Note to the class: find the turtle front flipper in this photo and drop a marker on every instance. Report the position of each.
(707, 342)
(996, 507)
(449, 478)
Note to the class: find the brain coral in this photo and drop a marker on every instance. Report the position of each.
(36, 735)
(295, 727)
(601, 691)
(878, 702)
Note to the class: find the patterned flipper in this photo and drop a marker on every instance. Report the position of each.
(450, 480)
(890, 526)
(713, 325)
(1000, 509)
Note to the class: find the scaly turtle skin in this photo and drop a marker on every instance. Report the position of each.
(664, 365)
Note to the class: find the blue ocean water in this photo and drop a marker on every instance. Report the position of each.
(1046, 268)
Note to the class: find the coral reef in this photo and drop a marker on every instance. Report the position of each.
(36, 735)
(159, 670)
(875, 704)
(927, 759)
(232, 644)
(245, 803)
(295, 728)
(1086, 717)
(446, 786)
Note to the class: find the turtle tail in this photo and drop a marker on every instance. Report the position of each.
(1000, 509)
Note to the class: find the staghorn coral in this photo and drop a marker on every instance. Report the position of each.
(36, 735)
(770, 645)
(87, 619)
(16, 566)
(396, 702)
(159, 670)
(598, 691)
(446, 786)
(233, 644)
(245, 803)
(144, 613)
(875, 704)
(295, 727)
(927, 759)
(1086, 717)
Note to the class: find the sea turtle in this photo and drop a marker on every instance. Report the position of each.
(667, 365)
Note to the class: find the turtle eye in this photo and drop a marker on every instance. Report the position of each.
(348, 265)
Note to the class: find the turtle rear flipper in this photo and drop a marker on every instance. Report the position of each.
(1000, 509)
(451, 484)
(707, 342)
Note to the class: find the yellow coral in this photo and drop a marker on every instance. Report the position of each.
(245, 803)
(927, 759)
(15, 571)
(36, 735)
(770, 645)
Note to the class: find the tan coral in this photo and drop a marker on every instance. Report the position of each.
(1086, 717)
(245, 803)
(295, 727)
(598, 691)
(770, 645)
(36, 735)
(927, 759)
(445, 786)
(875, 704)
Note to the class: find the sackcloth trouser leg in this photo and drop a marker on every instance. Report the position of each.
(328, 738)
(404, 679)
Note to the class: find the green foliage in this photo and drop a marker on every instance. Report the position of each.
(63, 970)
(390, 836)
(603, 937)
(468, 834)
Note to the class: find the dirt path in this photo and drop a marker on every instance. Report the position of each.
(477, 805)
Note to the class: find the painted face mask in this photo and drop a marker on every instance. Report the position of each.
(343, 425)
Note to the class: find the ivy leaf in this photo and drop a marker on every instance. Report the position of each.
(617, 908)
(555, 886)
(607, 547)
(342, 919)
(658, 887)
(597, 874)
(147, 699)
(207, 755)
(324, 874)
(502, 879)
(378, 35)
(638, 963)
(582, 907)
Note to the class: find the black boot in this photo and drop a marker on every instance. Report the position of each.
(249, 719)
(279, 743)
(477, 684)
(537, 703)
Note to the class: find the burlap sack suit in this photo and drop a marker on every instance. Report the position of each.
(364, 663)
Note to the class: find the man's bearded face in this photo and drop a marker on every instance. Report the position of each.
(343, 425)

━━━━━━━━━━━━━━━━

# [Aufgabenbeschreibung]
Skaliere die Zeilen oben von der Zeile mit „Note to the class: find the man's“ bis zum Ende der Zeilen, indem du sie samt den Aufforderungen vollständig wiedergibst. Multipliziere dabei jede Koordinate in den Antworten mit 1,2 und runde auf ganze Zahlen, wobei Hälften aufgerundet werden.

# [Lösung der Aufgabe]
Note to the class: find the man's bearded face in this photo and drop a marker on every instance. Report the position of each.
(412, 510)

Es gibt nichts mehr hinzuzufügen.